--- START Text section ---
Which pests should you be worried about? Using data from entomology, exterminators, and our team of home repair experts, we determined how pests can cause damage and which pests are the biggest threats. Here’s what we learned about the pests that cause the worst damage to your home and foundation.

Comparing Damage by Common Pests
Each species of pests have different lifecycles, risks, and colony sizes. As a result, they can have very different impacts on your home.
For example, the reason termites are so damaging is because of the type of damage they cause and the size of the colonies. Termites usually go undetected for years, and discovering an infestation usually means that a home has a large colony that has already caused structural damage. The impact can be so significant that a home with termites could lose about 20 percent of its resale value.
Other types of pests inflict less damage and live in smaller colonies. Here’s how some of the most common pests in the United States compare.
Very Damaging Pests That Live in Large Colonies
- Termites
- Cockroaches
- Locusts
- Fire Ants
Less Damaging Pests That Live in Large Colonies
- Fleas
- Cicadas
Very Damaging Pests That Live in Smaller Colonies
- Scorpions
- Carpenter bees
- Carpenter ants
- Spiders
- Wasps and honeybees
Less Damaging Pests That Live in Smaller Colonies
- Cave crickets
- Wood-boring beetles
- Centipedes
How Does Each Pest Cause Damage?
Let’s look at the details of each of these household pests.
--- END Text section ---
:: Exercise goal ::
Pick up the text on household pests after its last sentence and keep writing it. The records play no part in this work.
--- START Data shown ---
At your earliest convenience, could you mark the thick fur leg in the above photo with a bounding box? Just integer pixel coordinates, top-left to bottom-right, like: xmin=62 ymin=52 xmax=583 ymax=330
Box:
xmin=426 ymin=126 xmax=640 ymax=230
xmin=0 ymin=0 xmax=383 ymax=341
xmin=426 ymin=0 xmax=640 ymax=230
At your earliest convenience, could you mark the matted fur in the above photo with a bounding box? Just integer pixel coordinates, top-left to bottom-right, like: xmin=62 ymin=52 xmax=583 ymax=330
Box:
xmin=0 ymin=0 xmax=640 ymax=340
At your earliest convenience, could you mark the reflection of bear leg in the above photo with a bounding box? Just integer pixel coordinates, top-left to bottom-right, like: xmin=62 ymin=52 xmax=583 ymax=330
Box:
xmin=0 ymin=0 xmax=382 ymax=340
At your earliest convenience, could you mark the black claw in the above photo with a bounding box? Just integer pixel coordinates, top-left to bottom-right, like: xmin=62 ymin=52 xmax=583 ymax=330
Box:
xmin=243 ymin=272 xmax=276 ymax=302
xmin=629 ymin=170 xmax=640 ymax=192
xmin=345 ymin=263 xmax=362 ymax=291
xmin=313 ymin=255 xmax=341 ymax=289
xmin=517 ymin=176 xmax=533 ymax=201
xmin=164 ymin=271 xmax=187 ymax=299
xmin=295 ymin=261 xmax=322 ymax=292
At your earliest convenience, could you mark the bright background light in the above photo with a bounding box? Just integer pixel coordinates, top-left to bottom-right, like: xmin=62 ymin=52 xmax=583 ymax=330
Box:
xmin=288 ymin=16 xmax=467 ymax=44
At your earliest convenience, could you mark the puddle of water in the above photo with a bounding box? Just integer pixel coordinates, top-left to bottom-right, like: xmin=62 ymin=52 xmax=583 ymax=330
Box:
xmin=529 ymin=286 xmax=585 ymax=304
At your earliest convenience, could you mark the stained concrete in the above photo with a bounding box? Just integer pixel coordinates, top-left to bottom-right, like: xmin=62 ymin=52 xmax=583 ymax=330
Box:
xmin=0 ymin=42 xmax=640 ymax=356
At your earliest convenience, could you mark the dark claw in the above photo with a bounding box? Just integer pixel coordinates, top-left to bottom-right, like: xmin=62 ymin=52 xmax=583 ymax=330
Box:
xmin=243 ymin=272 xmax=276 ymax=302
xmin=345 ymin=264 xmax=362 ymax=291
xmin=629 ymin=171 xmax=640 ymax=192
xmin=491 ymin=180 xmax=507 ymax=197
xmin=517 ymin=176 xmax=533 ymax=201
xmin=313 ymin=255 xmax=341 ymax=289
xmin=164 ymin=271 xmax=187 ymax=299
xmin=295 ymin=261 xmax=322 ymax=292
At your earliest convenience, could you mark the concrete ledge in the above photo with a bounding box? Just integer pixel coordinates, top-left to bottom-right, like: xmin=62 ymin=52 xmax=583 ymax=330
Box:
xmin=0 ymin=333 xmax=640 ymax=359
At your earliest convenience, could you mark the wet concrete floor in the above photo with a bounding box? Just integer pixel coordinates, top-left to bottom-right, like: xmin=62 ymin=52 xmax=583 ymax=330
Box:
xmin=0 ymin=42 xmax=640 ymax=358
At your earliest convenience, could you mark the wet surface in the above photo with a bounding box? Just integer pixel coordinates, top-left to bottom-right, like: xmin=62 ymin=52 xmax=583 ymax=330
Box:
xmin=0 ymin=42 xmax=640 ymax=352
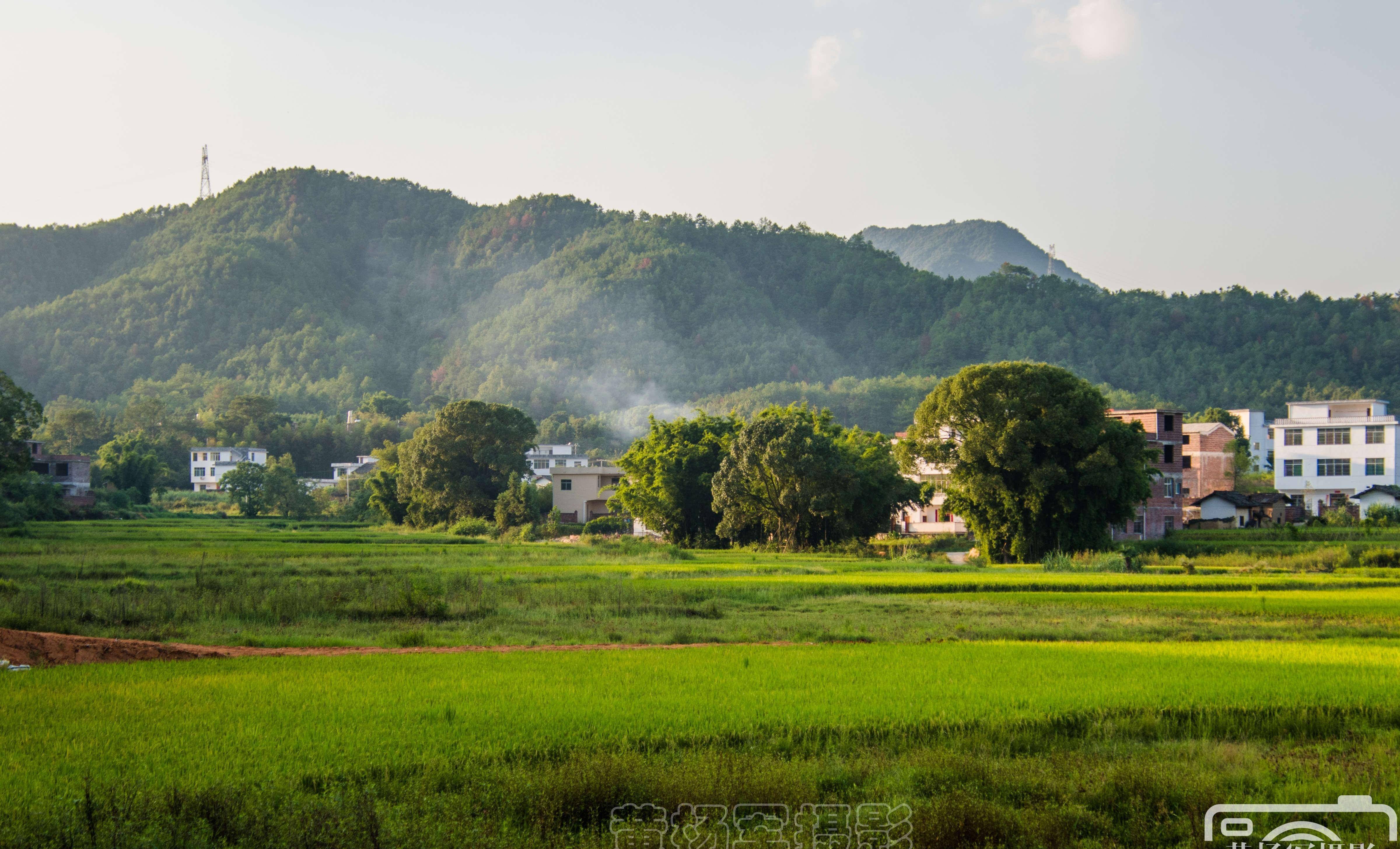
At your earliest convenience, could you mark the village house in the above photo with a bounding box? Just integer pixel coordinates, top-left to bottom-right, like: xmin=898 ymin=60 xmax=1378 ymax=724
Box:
xmin=24 ymin=439 xmax=97 ymax=505
xmin=1229 ymin=410 xmax=1274 ymax=469
xmin=1182 ymin=421 xmax=1235 ymax=518
xmin=890 ymin=431 xmax=967 ymax=534
xmin=525 ymin=442 xmax=588 ymax=484
xmin=1107 ymin=408 xmax=1186 ymax=540
xmin=189 ymin=448 xmax=267 ymax=492
xmin=550 ymin=460 xmax=622 ymax=523
xmin=1190 ymin=490 xmax=1289 ymax=529
xmin=1351 ymin=484 xmax=1400 ymax=518
xmin=1274 ymin=399 xmax=1400 ymax=516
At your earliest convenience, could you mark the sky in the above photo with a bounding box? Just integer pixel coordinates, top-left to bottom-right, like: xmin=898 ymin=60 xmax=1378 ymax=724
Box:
xmin=0 ymin=0 xmax=1400 ymax=295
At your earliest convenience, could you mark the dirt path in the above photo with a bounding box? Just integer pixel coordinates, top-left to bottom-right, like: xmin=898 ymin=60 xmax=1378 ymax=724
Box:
xmin=0 ymin=628 xmax=787 ymax=666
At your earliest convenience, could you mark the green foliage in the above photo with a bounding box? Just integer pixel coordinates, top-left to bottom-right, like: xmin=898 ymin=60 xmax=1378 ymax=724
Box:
xmin=97 ymin=432 xmax=169 ymax=504
xmin=398 ymin=401 xmax=536 ymax=527
xmin=0 ymin=372 xmax=43 ymax=477
xmin=1366 ymin=504 xmax=1400 ymax=527
xmin=494 ymin=478 xmax=553 ymax=533
xmin=0 ymin=471 xmax=67 ymax=527
xmin=218 ymin=460 xmax=267 ymax=519
xmin=39 ymin=404 xmax=115 ymax=456
xmin=447 ymin=516 xmax=496 ymax=537
xmin=584 ymin=516 xmax=631 ymax=534
xmin=711 ymin=404 xmax=918 ymax=550
xmin=360 ymin=390 xmax=412 ymax=421
xmin=8 ymin=169 xmax=1400 ymax=439
xmin=613 ymin=413 xmax=743 ymax=547
xmin=899 ymin=362 xmax=1152 ymax=562
xmin=263 ymin=455 xmax=316 ymax=519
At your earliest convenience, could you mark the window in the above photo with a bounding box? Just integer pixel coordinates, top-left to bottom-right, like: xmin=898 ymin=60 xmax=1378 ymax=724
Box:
xmin=1317 ymin=457 xmax=1351 ymax=477
xmin=1317 ymin=428 xmax=1351 ymax=445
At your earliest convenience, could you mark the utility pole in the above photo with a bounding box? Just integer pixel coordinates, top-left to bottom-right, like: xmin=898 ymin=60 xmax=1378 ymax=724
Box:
xmin=196 ymin=144 xmax=214 ymax=200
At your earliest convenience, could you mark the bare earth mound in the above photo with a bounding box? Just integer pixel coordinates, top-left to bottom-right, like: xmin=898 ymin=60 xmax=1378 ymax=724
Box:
xmin=0 ymin=628 xmax=781 ymax=666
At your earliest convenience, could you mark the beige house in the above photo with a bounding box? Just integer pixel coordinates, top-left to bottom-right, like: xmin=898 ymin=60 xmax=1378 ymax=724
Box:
xmin=550 ymin=466 xmax=622 ymax=522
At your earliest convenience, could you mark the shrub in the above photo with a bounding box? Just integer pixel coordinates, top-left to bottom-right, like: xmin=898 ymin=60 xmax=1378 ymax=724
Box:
xmin=447 ymin=516 xmax=496 ymax=537
xmin=1361 ymin=548 xmax=1400 ymax=569
xmin=584 ymin=516 xmax=631 ymax=534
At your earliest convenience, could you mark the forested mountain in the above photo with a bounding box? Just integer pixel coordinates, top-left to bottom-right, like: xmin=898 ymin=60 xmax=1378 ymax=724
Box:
xmin=861 ymin=220 xmax=1089 ymax=283
xmin=0 ymin=169 xmax=1400 ymax=428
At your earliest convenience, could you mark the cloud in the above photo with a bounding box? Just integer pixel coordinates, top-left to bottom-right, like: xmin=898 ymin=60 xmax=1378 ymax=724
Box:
xmin=806 ymin=35 xmax=841 ymax=97
xmin=1030 ymin=0 xmax=1137 ymax=62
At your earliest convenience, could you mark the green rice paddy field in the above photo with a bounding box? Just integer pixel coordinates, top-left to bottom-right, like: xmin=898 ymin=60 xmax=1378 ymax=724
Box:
xmin=0 ymin=520 xmax=1400 ymax=848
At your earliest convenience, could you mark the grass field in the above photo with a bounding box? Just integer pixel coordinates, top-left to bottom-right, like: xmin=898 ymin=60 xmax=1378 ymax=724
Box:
xmin=8 ymin=519 xmax=1400 ymax=848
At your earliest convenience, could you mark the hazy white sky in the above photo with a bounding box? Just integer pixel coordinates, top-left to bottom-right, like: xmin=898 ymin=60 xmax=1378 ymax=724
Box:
xmin=0 ymin=0 xmax=1400 ymax=295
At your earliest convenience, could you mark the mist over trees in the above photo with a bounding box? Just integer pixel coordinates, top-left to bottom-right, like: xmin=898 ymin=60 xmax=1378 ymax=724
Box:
xmin=0 ymin=169 xmax=1400 ymax=445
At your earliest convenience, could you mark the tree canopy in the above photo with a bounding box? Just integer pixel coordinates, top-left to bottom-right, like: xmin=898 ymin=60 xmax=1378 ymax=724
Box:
xmin=398 ymin=401 xmax=536 ymax=526
xmin=899 ymin=362 xmax=1155 ymax=562
xmin=711 ymin=404 xmax=918 ymax=550
xmin=609 ymin=413 xmax=743 ymax=547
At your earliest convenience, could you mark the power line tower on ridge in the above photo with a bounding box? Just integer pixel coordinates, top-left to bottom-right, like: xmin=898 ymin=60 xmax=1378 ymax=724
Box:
xmin=196 ymin=144 xmax=214 ymax=200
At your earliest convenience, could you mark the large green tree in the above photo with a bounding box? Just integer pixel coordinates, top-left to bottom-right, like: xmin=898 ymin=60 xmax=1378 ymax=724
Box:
xmin=899 ymin=362 xmax=1155 ymax=562
xmin=609 ymin=413 xmax=743 ymax=547
xmin=398 ymin=401 xmax=536 ymax=527
xmin=0 ymin=372 xmax=43 ymax=477
xmin=711 ymin=404 xmax=918 ymax=550
xmin=97 ymin=432 xmax=168 ymax=504
xmin=263 ymin=455 xmax=316 ymax=519
xmin=218 ymin=460 xmax=267 ymax=519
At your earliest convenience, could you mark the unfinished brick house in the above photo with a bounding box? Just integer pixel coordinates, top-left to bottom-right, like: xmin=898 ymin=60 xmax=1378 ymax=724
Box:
xmin=24 ymin=439 xmax=97 ymax=506
xmin=1182 ymin=421 xmax=1235 ymax=499
xmin=1109 ymin=408 xmax=1186 ymax=540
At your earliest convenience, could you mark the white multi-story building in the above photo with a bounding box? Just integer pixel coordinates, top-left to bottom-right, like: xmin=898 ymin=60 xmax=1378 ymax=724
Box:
xmin=525 ymin=442 xmax=588 ymax=483
xmin=1274 ymin=399 xmax=1400 ymax=515
xmin=1232 ymin=410 xmax=1274 ymax=473
xmin=189 ymin=448 xmax=267 ymax=492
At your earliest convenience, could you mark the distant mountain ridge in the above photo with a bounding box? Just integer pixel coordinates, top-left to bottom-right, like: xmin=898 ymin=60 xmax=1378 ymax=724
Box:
xmin=0 ymin=168 xmax=1400 ymax=427
xmin=861 ymin=218 xmax=1091 ymax=283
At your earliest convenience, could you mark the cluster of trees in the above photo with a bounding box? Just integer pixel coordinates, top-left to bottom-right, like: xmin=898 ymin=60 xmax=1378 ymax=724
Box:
xmin=609 ymin=403 xmax=918 ymax=550
xmin=0 ymin=169 xmax=1400 ymax=445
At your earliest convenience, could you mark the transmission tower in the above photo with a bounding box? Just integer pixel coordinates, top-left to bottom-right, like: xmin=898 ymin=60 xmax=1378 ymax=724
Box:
xmin=197 ymin=144 xmax=213 ymax=201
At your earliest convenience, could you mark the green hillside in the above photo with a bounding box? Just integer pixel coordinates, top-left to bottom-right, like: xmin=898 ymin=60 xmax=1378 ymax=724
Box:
xmin=0 ymin=169 xmax=1400 ymax=428
xmin=861 ymin=220 xmax=1089 ymax=283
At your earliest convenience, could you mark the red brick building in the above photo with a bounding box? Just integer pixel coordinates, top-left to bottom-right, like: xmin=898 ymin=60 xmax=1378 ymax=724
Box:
xmin=1109 ymin=408 xmax=1186 ymax=540
xmin=1182 ymin=421 xmax=1235 ymax=520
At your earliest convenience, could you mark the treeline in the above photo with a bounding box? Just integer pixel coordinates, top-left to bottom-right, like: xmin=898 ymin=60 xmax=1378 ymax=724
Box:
xmin=0 ymin=169 xmax=1400 ymax=436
--- END Data shown ---
:: Response to this exercise ::
Termites
Termites aren’t solitary creatures. If you find one, you probably have an infestation. A typical termite colony has about two million individual insects. The colony can eat about one pound of wood per day, and what makes them so damaging to your home is that they can remain undetected for years as your structure slowly becomes weaker.
Termites cause structural damage by eating your home’s support beams from the inside out. A telltale sign of critical termite damage is wood beams that sound hollow or papery. Termites generally thrive in warm climates with wet or damp conditions As a result, the worst states for termite damage are in the southeast, including Florida, Georgia, South Carolina, and Alabama.
Locusts
The now-extinct Rocky Mountain locust used to thrive in the dry conditions of Colorado. But in 2020, a plague of desert locusts that is said to be the worst in 70 years descended in East Africa, the Middle East, and India.
Each locust can eat its own body weight daily, and swarms can be as dense as 15 million insects per square mile. Each day, an average-sized locust swarm of 80 million insects can consume food that’s equivalent to what 35,000 people eat. They prefer to eat plants, but they can also damage lightweight structures as thousands of insects overtake walls.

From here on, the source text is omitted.